Encargo 1 –
Traduce al inglés la siguiente oración del texto sobre la historia de España: "El rey, que estaba prisionero en Cádiz, fue liberado."
Encargo 2 –
Reproduce sin cambios el tramo de las entradas que va desde su comienzo hasta la línea que contiene "x=77, y=839", con ambos extremos incluidos.

Texto de la página –

Bastaron tres años para que esa primavera de libertad se fuera al carajo: los
excesos revolucionarios ofendieron a todos, gobernar se convirtió en un
despropósito, y muchos de los que habían apoyado de buena fe la revolución
respiraron con alivio cuando las potencias europeas enviaron un ejército
francés -los 100.000 Hijos de San Luis- para devolver los poderes absolutos al
rey. España, por supuesto, volvió a retratarse: los mismos que habían combatido
a los gabachos con crueldad durante siete años los aclamaron ahora
entusiasmados. Y claro. El rey, que estaba prisionero en Cádiz, fue liberado. Y
España se sumió de nuevo, para variar, en su eterna noche oscura.
Una
historia de España (XLVI)
Y en ésas estábamos, con el infame Fernando VII y la
madre que lo parió, cuando perdimos casi toda América. Entre nuestra guerra de
la Independencia y 1836, España se quedó sin la mayor parte de su imperio
colonial americano, a excepción de Cuba y Puerto Rico. La cosa había empezado
mucho antes, con las torpezas coloniales y la falta de visión ante el mundo
moderno que se avecinaba; y aunque en las Cortes de Cádiz y la Pepa de 1812
participaron diputados americanos, el divorcio era inevitable. La ocasión para
los patriotas de allí (léase oligarquía criolla partidaria, con razón, de
buscarse ella la vida y que los impuestos a España los pagara Rita la Cantaora)

Datos aportados –
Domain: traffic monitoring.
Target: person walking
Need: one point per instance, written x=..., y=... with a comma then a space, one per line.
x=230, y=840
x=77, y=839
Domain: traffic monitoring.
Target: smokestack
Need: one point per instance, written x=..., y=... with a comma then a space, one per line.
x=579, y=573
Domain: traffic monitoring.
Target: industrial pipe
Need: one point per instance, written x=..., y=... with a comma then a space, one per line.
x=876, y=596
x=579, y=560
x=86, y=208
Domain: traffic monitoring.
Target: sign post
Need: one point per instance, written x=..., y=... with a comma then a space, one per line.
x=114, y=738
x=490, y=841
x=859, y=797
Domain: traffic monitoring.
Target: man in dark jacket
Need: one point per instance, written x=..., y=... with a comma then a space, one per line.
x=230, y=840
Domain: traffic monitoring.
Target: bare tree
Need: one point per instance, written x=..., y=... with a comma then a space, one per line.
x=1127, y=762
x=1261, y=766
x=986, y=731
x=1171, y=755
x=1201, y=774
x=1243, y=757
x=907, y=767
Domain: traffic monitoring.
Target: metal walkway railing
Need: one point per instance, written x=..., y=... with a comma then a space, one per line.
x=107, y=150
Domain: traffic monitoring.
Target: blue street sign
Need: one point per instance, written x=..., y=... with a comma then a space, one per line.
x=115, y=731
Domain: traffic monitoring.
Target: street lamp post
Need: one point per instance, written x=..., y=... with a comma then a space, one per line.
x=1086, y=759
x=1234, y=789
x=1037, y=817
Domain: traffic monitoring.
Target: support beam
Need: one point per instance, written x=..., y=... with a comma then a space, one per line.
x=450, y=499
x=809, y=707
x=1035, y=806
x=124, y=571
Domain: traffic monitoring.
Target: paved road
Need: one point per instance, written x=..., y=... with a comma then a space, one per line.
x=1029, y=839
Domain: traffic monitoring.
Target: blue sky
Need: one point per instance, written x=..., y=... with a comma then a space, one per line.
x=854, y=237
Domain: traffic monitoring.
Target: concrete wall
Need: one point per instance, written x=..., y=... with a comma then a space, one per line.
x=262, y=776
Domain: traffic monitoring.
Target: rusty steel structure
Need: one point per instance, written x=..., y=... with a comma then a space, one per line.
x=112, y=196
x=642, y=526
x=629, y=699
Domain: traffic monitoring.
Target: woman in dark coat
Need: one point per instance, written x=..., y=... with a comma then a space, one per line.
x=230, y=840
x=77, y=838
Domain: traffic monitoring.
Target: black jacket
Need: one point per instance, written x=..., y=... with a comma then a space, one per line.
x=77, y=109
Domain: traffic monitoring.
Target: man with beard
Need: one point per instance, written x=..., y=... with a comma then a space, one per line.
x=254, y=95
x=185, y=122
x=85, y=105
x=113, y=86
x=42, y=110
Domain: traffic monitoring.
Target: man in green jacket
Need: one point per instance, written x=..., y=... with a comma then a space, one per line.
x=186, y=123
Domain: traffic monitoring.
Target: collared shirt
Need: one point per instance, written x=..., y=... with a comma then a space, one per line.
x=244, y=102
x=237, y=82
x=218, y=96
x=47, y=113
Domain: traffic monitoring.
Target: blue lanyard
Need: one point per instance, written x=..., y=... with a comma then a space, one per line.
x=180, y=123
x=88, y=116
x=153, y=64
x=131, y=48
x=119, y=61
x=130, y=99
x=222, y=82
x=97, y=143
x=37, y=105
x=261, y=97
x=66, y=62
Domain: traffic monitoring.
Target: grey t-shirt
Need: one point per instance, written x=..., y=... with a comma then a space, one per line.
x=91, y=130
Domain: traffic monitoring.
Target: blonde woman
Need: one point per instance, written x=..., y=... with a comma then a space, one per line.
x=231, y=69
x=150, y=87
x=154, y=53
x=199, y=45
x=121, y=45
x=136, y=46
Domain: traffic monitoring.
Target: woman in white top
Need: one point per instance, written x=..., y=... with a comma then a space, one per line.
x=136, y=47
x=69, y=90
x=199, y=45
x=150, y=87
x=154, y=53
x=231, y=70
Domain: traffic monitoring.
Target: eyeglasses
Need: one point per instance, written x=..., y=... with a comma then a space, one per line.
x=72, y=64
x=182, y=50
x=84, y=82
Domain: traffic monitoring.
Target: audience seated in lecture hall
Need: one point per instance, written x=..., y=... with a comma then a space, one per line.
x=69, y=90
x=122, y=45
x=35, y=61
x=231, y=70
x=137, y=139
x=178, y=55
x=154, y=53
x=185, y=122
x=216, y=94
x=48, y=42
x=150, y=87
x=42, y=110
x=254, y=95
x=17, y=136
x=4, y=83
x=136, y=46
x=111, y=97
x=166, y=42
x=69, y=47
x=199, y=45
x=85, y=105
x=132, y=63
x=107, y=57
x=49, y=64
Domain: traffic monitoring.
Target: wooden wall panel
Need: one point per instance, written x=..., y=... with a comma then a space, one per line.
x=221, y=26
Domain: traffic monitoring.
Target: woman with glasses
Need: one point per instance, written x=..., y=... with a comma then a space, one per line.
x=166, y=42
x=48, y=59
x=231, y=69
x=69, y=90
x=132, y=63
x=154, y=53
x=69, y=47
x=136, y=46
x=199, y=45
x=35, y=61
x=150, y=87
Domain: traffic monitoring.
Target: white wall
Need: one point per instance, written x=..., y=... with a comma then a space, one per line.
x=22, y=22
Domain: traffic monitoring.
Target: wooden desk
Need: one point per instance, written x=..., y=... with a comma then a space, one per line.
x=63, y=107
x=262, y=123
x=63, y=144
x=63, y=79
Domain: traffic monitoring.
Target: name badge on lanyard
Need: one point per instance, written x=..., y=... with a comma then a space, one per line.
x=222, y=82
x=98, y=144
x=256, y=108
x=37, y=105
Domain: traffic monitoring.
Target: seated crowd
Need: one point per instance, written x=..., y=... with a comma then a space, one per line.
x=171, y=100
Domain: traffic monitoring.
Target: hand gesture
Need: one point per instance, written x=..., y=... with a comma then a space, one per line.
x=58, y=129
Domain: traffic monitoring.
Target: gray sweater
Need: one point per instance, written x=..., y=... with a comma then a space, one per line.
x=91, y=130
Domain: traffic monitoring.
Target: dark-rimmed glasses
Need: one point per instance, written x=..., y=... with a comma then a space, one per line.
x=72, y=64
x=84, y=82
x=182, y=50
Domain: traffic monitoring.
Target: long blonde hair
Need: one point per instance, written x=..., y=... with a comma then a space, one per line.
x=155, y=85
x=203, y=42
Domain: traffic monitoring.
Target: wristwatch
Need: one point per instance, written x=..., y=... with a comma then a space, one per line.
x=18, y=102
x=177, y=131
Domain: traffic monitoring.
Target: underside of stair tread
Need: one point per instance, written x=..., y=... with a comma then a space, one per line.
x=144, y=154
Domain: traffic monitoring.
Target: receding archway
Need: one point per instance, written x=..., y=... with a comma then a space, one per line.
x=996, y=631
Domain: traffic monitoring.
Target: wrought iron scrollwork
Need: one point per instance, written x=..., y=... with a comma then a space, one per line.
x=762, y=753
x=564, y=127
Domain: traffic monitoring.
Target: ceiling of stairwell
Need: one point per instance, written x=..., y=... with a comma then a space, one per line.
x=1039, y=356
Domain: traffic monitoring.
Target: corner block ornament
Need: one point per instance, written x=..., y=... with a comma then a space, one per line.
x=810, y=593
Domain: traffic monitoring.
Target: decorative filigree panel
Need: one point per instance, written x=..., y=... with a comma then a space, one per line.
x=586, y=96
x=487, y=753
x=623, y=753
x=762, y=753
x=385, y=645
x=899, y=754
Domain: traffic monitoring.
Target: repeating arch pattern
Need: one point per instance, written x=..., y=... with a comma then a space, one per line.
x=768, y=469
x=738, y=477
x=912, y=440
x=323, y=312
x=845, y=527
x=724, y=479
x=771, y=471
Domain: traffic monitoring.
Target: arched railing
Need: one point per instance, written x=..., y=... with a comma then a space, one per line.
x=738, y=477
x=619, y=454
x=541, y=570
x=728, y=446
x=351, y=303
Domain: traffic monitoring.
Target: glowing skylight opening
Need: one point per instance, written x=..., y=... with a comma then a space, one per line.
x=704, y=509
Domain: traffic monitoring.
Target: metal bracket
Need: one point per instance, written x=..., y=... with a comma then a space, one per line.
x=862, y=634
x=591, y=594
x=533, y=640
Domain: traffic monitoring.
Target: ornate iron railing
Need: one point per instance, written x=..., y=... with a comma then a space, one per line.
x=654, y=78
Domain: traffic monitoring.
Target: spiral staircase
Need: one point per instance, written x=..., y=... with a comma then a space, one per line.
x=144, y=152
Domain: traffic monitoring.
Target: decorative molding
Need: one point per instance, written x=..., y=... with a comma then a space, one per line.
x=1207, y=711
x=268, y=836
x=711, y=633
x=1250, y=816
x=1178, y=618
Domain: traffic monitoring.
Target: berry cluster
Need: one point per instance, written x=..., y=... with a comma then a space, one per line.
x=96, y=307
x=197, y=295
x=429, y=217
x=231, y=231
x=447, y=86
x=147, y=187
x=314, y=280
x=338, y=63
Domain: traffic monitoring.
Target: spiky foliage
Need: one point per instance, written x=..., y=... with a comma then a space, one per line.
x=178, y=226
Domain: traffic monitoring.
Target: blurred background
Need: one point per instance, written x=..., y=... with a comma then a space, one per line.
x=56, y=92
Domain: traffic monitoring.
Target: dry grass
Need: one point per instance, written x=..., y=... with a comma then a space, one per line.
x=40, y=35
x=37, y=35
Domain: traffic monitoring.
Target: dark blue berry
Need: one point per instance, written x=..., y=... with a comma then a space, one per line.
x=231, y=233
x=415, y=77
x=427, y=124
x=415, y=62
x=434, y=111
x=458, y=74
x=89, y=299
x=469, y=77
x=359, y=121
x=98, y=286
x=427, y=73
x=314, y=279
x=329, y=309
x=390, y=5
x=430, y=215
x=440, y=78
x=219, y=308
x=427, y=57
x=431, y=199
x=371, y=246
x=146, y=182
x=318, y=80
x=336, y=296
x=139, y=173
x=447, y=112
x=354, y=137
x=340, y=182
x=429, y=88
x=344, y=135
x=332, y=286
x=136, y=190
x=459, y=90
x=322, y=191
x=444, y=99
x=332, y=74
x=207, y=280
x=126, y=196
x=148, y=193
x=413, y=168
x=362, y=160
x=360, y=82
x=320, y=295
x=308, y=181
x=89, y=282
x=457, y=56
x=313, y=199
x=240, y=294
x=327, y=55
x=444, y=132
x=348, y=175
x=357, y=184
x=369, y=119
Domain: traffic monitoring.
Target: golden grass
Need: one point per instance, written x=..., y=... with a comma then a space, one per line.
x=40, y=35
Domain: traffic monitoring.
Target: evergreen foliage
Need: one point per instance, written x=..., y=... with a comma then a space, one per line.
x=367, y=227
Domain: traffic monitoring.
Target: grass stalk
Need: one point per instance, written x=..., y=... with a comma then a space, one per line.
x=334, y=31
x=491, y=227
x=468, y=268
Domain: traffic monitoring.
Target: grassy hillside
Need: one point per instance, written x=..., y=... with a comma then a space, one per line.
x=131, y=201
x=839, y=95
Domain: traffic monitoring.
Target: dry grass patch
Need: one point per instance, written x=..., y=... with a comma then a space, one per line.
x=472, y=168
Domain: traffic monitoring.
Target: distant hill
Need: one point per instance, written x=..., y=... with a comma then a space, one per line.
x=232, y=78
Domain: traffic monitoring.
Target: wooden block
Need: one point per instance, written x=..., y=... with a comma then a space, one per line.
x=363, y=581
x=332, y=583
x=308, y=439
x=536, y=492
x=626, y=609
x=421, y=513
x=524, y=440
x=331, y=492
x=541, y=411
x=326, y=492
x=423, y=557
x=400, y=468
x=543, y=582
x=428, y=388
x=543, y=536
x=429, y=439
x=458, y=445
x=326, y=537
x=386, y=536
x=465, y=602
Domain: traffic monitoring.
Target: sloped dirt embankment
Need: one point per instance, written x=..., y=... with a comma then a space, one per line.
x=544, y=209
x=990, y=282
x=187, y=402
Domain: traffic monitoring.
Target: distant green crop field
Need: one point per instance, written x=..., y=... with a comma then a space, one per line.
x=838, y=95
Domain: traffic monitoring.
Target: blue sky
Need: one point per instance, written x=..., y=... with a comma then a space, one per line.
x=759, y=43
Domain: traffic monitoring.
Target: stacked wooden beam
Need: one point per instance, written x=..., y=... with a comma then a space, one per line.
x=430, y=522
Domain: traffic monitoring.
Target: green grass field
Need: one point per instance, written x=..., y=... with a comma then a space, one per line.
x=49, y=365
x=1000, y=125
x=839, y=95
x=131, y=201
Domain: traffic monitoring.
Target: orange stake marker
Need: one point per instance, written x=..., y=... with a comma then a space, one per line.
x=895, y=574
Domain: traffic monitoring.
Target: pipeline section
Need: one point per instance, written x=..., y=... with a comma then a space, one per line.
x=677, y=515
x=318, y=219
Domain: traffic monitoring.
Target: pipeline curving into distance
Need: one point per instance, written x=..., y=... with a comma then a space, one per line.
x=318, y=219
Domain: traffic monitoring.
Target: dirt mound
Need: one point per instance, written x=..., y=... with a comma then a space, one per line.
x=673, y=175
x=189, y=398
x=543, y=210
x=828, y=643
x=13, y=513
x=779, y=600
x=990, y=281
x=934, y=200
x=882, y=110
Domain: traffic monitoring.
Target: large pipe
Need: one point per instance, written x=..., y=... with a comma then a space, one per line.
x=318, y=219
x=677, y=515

Resultado 1 –
The king, who was a prisoner in Cádiz, was freed.

Resultado 2 –
Domain: traffic monitoring.
Target: person walking
Need: one point per instance, written x=..., y=... with a comma then a space, one per line.
x=230, y=840
x=77, y=839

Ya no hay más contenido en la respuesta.